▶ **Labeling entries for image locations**
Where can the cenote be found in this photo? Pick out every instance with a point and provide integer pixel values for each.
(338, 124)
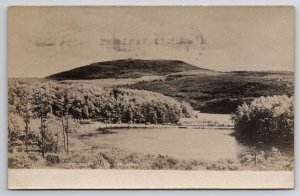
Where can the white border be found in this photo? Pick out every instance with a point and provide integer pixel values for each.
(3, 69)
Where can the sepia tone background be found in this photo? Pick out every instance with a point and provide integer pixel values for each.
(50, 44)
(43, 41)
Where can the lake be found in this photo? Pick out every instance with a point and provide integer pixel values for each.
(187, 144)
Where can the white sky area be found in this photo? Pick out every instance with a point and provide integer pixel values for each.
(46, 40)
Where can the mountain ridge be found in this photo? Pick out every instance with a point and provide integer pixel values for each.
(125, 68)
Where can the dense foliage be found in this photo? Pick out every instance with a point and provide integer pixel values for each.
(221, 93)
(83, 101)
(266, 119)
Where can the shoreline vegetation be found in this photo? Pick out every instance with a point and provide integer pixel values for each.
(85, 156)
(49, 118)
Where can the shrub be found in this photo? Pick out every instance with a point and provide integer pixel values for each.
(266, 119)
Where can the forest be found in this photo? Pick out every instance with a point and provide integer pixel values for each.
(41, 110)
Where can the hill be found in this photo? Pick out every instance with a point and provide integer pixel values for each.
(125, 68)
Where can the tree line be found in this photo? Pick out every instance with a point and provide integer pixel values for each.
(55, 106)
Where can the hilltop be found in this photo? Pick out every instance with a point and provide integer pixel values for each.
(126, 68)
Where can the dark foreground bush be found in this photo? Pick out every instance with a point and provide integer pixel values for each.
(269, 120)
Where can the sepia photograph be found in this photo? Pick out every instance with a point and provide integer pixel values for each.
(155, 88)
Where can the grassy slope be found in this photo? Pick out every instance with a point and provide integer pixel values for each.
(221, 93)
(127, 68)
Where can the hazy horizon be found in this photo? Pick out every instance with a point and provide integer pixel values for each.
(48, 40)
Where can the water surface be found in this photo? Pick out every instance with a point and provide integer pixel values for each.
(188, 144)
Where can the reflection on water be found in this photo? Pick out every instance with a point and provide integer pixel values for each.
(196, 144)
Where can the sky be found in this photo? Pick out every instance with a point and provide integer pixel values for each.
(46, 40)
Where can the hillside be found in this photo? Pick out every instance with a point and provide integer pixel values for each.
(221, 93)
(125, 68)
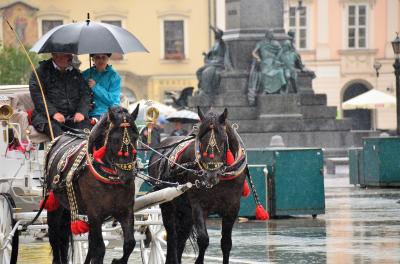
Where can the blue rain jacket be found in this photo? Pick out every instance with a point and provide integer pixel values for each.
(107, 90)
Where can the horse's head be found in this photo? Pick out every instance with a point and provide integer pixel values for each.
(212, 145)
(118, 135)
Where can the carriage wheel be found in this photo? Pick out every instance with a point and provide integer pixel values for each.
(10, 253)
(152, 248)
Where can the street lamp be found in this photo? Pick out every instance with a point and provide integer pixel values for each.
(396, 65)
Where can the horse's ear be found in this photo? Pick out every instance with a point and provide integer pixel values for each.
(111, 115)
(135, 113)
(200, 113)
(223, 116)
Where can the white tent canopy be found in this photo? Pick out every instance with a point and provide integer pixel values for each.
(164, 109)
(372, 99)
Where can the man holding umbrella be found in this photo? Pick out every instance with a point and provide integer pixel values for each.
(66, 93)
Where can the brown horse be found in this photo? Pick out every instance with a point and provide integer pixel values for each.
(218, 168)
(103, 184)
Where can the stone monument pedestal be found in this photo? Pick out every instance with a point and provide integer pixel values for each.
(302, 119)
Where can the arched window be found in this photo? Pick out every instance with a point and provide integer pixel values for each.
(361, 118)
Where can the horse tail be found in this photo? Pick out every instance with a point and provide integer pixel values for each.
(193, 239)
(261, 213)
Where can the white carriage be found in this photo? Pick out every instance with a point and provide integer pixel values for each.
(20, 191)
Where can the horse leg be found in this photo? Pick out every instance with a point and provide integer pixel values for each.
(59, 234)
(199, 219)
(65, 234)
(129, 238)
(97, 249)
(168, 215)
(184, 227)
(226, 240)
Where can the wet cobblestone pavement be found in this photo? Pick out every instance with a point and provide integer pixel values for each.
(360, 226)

--

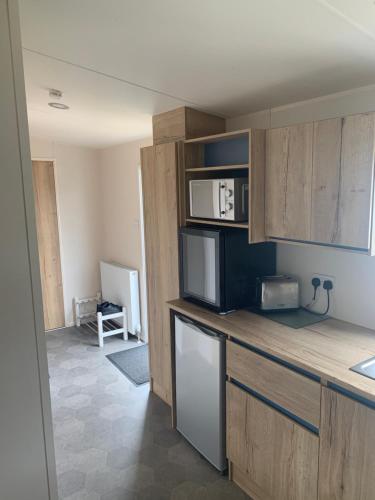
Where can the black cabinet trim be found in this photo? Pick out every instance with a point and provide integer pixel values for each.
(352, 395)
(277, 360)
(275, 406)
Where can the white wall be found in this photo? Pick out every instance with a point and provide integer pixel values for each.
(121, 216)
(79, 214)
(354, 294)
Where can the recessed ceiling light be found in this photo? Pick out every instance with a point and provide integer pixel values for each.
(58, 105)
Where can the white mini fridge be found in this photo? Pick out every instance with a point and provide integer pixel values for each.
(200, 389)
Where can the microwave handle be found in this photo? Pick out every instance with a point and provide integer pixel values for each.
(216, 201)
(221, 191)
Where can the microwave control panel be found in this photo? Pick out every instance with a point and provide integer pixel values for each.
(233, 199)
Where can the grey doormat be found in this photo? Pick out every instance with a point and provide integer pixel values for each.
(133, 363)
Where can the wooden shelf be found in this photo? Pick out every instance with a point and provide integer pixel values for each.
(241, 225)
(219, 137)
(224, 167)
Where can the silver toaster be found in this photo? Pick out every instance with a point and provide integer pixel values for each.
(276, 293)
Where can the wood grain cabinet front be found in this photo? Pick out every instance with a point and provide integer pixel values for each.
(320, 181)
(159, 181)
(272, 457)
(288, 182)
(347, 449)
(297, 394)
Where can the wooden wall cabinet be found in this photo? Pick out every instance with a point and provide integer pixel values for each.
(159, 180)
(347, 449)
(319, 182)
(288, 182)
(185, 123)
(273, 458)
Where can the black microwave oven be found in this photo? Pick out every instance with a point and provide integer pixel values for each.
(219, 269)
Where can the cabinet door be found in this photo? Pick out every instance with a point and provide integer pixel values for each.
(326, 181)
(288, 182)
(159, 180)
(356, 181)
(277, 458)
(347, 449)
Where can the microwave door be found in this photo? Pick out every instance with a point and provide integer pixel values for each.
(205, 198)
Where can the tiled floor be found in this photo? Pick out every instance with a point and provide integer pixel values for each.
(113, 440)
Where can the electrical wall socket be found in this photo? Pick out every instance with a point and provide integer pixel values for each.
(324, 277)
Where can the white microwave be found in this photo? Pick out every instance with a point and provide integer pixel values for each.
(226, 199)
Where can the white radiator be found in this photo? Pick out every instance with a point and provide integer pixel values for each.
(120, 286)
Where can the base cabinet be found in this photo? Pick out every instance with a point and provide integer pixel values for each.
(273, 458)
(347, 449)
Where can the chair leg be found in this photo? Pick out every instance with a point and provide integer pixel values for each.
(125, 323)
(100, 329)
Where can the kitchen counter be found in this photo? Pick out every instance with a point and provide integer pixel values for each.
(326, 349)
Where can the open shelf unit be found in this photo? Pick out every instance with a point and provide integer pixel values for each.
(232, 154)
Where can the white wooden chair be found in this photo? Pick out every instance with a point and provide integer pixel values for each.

▶ **Aim of the task**
Find every line in the listing above that contains the word "microwave" and copy each of those lines in full.

▶ **Output**
Where can the microwave handle be found in this photo? Pick out every instance with a point and provide integer pixel values for each.
Where can the microwave control panel be found in this photo? Pick out every instance with a point and provide integer pixel values for each.
Where can the black microwave oven be found in this photo? Pick out every instance with a point and provide integer pixel values for each.
Where can the microwave door be found in this photo? Pick out every instance with a point and provide integer pixel values for each.
Where can the white microwave be found in this photo? Pick out every instance with a point and provide integer pixel values for each.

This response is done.